### [Image point grounding data]
·····

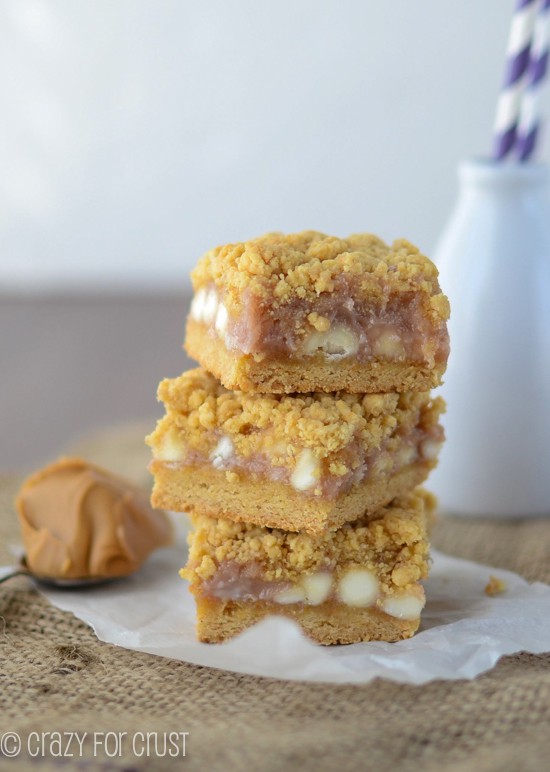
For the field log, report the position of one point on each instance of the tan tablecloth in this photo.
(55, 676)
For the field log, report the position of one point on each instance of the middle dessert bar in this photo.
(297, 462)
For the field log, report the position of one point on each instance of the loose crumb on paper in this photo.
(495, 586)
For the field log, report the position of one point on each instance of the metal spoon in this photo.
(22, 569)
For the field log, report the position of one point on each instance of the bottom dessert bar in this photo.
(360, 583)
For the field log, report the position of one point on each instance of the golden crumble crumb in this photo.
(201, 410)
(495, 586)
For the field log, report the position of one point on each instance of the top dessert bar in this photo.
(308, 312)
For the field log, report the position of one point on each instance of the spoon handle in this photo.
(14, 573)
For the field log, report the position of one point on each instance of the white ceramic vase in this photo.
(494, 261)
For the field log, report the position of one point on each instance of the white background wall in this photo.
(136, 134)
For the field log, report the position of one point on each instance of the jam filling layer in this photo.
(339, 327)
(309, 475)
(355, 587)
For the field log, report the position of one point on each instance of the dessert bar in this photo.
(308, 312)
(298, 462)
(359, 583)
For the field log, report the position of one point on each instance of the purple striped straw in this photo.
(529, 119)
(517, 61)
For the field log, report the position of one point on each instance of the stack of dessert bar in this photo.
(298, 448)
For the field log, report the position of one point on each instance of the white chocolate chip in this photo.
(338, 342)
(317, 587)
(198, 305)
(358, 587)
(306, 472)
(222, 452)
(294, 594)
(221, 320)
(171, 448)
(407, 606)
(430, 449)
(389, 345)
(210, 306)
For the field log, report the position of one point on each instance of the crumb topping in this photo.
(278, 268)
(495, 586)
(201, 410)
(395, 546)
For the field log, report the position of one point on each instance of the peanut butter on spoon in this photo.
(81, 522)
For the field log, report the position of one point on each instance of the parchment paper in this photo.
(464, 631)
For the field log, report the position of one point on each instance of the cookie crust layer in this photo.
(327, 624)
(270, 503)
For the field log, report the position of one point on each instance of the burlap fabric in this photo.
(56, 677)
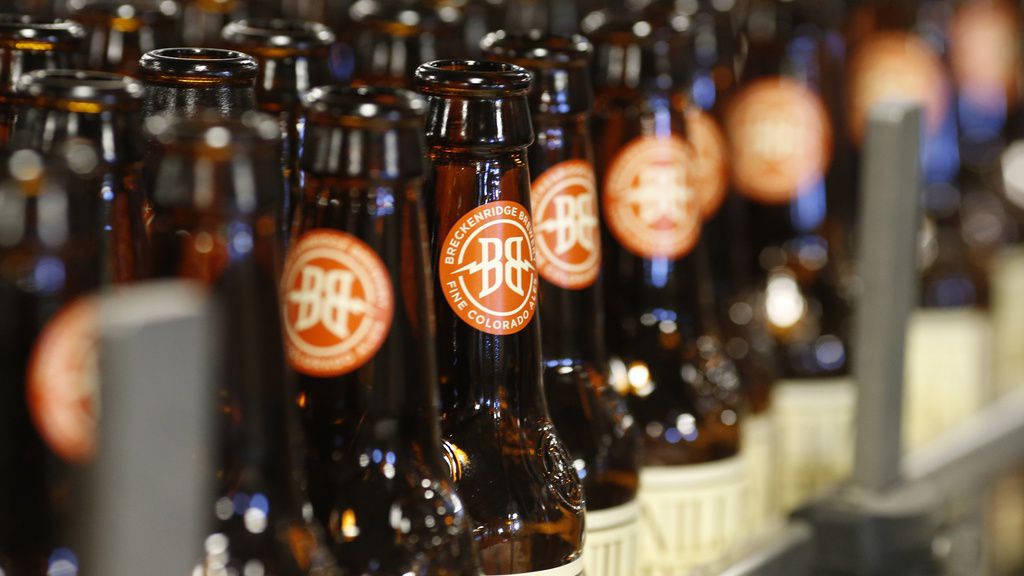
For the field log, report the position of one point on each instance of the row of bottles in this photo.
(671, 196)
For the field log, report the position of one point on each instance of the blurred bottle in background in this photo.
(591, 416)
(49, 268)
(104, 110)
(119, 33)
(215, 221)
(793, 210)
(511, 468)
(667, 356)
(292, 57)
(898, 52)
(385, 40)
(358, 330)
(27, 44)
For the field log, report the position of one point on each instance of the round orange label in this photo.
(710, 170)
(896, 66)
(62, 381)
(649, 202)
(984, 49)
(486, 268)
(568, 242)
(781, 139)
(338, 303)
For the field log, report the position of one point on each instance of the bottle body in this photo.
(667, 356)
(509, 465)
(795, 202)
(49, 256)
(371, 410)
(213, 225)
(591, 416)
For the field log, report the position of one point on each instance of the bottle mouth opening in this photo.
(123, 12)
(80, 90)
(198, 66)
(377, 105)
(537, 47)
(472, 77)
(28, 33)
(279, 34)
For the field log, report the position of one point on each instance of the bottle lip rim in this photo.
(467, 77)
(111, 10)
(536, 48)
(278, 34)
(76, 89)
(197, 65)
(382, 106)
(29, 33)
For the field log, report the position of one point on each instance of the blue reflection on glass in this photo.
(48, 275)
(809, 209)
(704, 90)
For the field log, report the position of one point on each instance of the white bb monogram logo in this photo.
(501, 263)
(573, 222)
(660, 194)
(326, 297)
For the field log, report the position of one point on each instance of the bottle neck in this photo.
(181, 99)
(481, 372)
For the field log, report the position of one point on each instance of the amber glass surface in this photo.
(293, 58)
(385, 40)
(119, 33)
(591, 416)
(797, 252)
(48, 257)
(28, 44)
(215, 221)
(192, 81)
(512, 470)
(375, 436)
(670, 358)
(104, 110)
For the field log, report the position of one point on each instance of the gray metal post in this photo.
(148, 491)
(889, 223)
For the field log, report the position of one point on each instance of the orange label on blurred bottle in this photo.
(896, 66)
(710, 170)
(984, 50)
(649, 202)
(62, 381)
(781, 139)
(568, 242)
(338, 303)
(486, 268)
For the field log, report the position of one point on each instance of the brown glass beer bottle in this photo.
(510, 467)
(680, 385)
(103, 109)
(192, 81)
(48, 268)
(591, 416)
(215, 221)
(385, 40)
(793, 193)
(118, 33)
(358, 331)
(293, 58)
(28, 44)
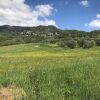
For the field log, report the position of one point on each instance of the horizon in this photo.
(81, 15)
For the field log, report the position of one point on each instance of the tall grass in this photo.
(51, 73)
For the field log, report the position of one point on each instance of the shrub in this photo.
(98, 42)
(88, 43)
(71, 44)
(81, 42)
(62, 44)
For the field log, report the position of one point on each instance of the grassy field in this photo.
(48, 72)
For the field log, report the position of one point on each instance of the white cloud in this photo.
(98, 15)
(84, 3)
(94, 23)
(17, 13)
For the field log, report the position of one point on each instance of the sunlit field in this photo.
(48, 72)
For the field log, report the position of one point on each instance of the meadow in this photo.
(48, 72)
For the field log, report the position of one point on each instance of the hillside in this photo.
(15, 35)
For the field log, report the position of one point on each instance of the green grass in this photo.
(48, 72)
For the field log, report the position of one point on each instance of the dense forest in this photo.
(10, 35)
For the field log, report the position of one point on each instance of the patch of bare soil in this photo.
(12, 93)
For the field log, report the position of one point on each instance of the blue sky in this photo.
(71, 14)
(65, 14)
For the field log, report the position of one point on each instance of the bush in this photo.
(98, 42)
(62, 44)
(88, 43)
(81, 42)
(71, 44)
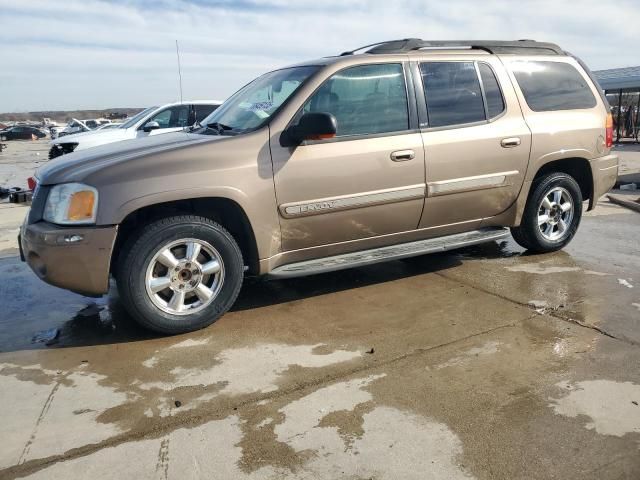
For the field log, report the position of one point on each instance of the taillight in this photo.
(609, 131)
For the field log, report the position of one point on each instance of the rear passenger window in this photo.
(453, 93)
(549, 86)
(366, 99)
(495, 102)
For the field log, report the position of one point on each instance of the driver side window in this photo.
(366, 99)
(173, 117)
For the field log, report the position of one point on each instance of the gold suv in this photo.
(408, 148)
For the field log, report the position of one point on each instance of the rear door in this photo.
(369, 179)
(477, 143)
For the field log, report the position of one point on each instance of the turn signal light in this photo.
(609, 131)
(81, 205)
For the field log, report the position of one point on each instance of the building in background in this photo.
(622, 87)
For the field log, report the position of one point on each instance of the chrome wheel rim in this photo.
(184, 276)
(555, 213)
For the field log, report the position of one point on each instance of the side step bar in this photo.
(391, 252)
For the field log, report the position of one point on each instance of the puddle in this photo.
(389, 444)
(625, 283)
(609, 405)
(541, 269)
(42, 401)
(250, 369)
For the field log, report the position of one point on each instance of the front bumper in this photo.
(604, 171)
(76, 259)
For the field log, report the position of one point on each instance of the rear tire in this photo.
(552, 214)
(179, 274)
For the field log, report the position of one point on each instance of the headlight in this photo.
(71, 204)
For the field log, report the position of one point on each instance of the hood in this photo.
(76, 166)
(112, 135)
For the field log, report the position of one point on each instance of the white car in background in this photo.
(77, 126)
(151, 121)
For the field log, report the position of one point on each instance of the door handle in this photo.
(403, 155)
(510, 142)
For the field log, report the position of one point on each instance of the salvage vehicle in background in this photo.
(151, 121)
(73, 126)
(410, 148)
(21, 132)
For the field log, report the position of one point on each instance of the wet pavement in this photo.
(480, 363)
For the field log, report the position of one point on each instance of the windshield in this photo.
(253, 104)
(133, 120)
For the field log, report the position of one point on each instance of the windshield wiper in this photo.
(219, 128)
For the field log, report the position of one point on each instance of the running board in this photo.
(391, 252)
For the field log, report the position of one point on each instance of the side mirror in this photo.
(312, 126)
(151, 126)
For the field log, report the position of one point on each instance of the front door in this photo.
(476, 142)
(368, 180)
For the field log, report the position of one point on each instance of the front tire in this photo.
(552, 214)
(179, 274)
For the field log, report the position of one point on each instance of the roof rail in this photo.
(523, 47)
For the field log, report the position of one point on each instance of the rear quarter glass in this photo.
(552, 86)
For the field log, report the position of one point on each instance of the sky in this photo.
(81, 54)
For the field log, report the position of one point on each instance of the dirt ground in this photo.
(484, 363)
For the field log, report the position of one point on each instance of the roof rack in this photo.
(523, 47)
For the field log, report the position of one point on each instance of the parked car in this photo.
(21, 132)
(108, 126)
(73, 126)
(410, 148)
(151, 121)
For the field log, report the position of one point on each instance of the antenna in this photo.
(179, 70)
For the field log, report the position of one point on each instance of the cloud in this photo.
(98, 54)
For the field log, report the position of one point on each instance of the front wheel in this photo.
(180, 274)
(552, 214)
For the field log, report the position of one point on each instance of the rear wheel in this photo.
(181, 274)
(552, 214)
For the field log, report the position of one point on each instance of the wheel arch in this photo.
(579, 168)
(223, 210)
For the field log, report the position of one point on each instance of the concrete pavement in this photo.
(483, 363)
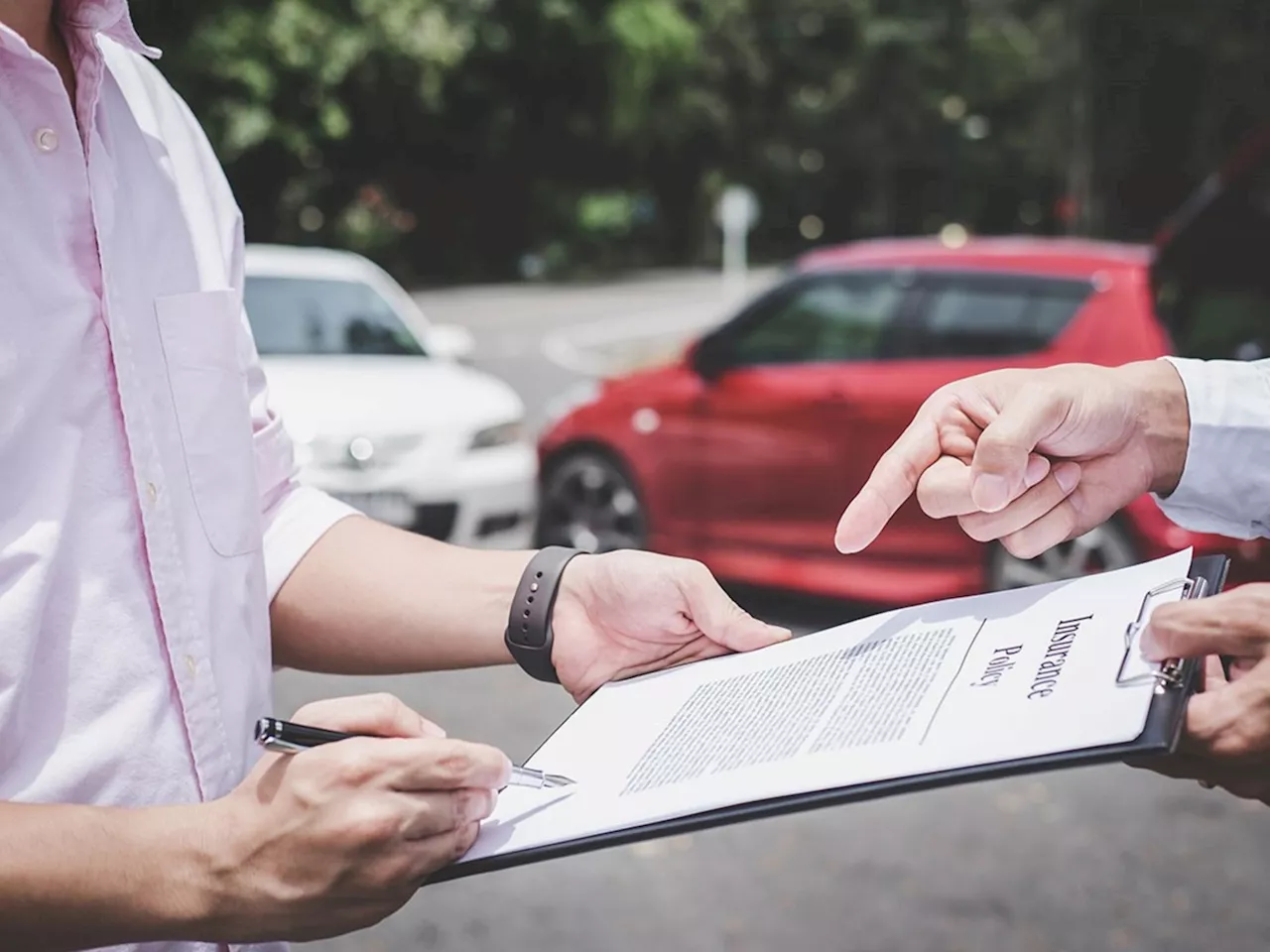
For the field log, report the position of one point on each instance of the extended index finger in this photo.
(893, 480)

·····

### [Required work]
The response should be the lines from the one containing "finger in this photo." through the last line of the data, set down exactly and with no other line.

### [Solution]
For the field log, report the position of one point on each instance of the extended index finger in this photo.
(893, 480)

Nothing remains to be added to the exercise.